* What is expected: Retype every item below verbatim, leaving out the pictures.

* Provided data:
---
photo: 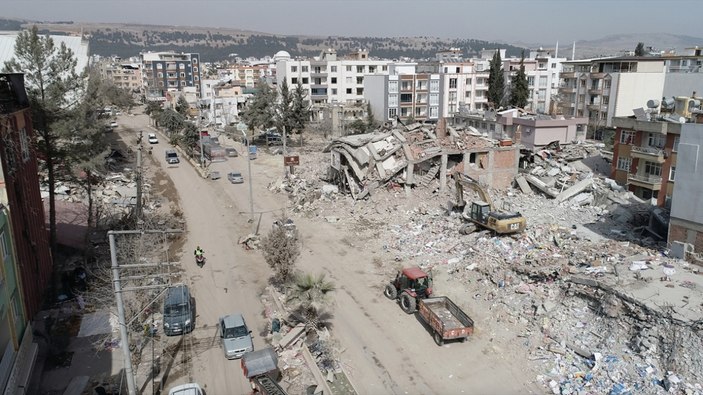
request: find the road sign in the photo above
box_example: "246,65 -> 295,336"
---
283,155 -> 300,166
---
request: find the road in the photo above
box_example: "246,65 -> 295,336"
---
119,110 -> 543,395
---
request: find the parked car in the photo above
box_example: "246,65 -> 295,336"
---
227,171 -> 244,184
218,313 -> 254,359
163,285 -> 195,336
166,149 -> 180,165
168,383 -> 203,395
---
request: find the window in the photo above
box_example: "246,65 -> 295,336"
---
430,93 -> 439,106
0,231 -> 10,260
19,128 -> 29,162
644,162 -> 661,176
430,80 -> 439,92
647,133 -> 666,148
617,158 -> 632,171
620,130 -> 635,144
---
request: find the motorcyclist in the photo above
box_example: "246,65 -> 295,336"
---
193,246 -> 205,259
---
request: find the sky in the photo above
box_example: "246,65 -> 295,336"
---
5,0 -> 703,44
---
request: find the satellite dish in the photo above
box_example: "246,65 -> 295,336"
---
662,97 -> 676,108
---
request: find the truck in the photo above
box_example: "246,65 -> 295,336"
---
383,267 -> 474,346
418,296 -> 474,346
453,173 -> 527,235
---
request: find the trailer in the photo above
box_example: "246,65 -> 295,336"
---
418,296 -> 474,346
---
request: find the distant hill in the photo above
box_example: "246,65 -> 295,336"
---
0,19 -> 523,61
513,33 -> 703,59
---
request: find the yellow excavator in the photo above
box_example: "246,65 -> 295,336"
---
453,173 -> 527,234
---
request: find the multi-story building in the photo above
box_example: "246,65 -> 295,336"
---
0,74 -> 53,317
611,96 -> 703,207
276,49 -> 391,118
364,63 -> 440,121
668,117 -> 703,258
140,52 -> 201,100
559,54 -> 703,130
98,59 -> 144,93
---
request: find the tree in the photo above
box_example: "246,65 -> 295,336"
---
510,51 -> 530,108
261,226 -> 300,286
176,96 -> 190,117
488,49 -> 505,108
635,42 -> 645,56
241,83 -> 277,132
287,273 -> 335,329
5,26 -> 86,256
292,80 -> 312,147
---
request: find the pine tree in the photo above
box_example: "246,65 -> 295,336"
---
510,51 -> 530,108
488,49 -> 505,108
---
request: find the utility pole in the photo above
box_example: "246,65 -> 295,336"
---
240,130 -> 254,222
136,130 -> 144,221
107,229 -> 183,395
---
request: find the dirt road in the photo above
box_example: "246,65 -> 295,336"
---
120,111 -> 543,395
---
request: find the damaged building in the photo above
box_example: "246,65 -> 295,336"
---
324,120 -> 520,199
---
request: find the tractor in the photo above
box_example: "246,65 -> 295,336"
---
383,267 -> 432,314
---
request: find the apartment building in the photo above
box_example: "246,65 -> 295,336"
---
559,57 -> 668,130
97,59 -> 144,93
140,52 -> 201,100
364,63 -> 440,121
668,123 -> 703,258
503,48 -> 566,114
276,49 -> 391,115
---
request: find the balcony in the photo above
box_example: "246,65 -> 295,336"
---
630,146 -> 666,163
627,173 -> 662,191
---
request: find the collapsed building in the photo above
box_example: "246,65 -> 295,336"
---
324,117 -> 520,199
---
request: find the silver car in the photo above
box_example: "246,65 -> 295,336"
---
227,171 -> 244,184
219,314 -> 254,359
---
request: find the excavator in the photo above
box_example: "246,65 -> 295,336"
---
453,173 -> 527,234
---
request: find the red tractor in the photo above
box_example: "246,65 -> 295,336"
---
383,267 -> 432,314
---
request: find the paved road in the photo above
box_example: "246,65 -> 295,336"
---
120,110 -> 539,395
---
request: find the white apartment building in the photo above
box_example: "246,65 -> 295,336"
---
276,49 -> 391,115
559,57 -> 668,131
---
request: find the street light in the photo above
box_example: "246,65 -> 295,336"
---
237,128 -> 254,222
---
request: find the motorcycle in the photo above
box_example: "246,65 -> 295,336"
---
195,255 -> 205,267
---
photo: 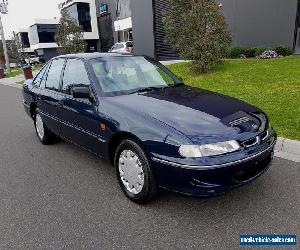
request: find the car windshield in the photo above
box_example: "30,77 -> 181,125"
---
91,56 -> 182,96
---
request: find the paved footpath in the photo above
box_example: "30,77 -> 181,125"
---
0,81 -> 300,250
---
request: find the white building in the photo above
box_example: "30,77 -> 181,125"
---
28,19 -> 59,61
59,0 -> 100,52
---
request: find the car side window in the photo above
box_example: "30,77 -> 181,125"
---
62,59 -> 90,95
45,59 -> 65,91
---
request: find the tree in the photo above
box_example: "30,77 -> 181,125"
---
163,0 -> 231,73
55,10 -> 86,54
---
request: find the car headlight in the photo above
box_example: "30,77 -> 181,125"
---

* Output below:
---
photo: 
request: find the road sign in the photo above
box_example: "246,65 -> 295,336"
---
283,155 -> 300,166
---
request: find the road in the photo above
box_example: "246,65 -> 295,336"
---
119,110 -> 543,395
---
request: find the parked car in the photo above
box_example: "246,65 -> 295,336"
---
227,171 -> 244,184
218,313 -> 254,359
163,285 -> 195,336
166,149 -> 180,165
168,383 -> 203,395
---
request: find the window in the photo above
box_example: "246,65 -> 295,336"
---
430,93 -> 439,106
0,231 -> 10,260
19,128 -> 29,162
644,162 -> 661,176
430,80 -> 439,92
647,133 -> 666,148
617,158 -> 632,171
620,130 -> 635,144
---
request: find the motorcyclist in the photo above
box_example: "246,65 -> 295,336"
---
193,246 -> 205,259
---
request: find the sky in the photo above
box_example: "246,65 -> 295,336"
---
5,0 -> 703,44
---
request: find the satellite dish in the photo above
box_example: "246,65 -> 295,336"
---
662,97 -> 676,108
---
request: find the truck in the photo above
box_example: "246,65 -> 295,336"
---
383,267 -> 474,346
418,296 -> 474,346
453,173 -> 527,235
---
request: find the trailer in the photo above
box_example: "246,65 -> 295,336"
---
418,296 -> 474,346
---
request: find the distant hill in the photo above
box_example: "246,65 -> 295,336"
---
0,19 -> 523,61
513,33 -> 703,59
---
request: find the yellow excavator in the photo above
box_example: "246,65 -> 295,336"
---
453,173 -> 527,234
---
request: find the multi-story building in the photo above
box_example: "246,65 -> 295,336"
---
0,74 -> 53,317
611,96 -> 703,207
276,49 -> 391,118
364,63 -> 440,121
668,117 -> 703,258
140,52 -> 201,100
559,54 -> 703,130
98,59 -> 144,93
---
request: find the tree in the photo above
box_example: "246,65 -> 295,336"
---
510,51 -> 530,108
261,226 -> 300,286
176,96 -> 190,117
488,49 -> 505,108
635,42 -> 645,56
241,83 -> 277,132
287,273 -> 335,329
5,26 -> 86,256
292,80 -> 312,147
---
request: find the pine tree in the photo above
box_example: "246,65 -> 295,336"
---
510,51 -> 530,108
488,49 -> 505,108
---
request: find the utility pole in the photo above
box_example: "246,65 -> 295,336"
---
240,130 -> 254,222
136,130 -> 144,221
107,229 -> 183,395
---
request: find the dirt road in the photo above
box_example: "246,65 -> 295,336"
---
120,111 -> 543,395
---
request: find the damaged building in the photo above
box_example: "246,65 -> 295,336"
---
324,120 -> 520,199
---
request: find the tractor in the photo above
box_example: "246,65 -> 295,336"
---
383,267 -> 432,314
---
request: find the apartment building in the photo above
box_example: "246,65 -> 295,336"
---
559,57 -> 668,130
97,59 -> 144,93
140,52 -> 201,100
364,63 -> 440,121
668,123 -> 703,258
503,48 -> 566,114
276,49 -> 391,115
---
request: find the balcony in the photo above
box_example: "246,65 -> 295,336"
---
630,146 -> 666,163
627,173 -> 662,191
---
request: find the collapsed building in the photo above
box_example: "246,65 -> 295,336"
---
324,117 -> 520,199
---
request: find the silver car in the photo above
box_example: "246,65 -> 295,336"
---
227,171 -> 244,184
219,314 -> 254,359
---
request: find the excavator in the photo above
box_example: "246,65 -> 295,336"
---
453,173 -> 527,234
---
request: find the red tractor in the photo above
box_example: "246,65 -> 295,336"
---
383,267 -> 432,314
---
request: find the paved road in the photo above
box_example: "246,65 -> 295,336"
---
120,110 -> 539,395
---
request: find the white apartment building in the photo above
box_example: "246,65 -> 295,336"
---
276,49 -> 391,115
559,57 -> 668,131
---
request: find the street light in the photo above
box_example: "246,65 -> 295,336"
---
237,128 -> 254,222
---
request: find the motorcycle in the photo above
box_example: "246,65 -> 295,336"
---
195,255 -> 205,267
---
photo: 
request: find the car windshield in the photo above
box_example: "30,77 -> 181,125"
---
91,56 -> 182,96
---
request: find the paved footpath in the photo above
box_example: "30,77 -> 181,125"
---
0,81 -> 300,250
---
request: find the white building in the photo above
box_example: "30,77 -> 181,125"
---
28,19 -> 59,61
59,0 -> 100,52
---
request: find the car side window in the photo above
box_example: "30,77 -> 181,125"
---
62,59 -> 90,95
45,59 -> 65,91
---
request: find the tree in the photo above
box_example: "30,77 -> 181,125"
---
163,0 -> 231,73
55,10 -> 86,54
---
request: find the car headlight in the photo above
box_example: "30,77 -> 181,125"
---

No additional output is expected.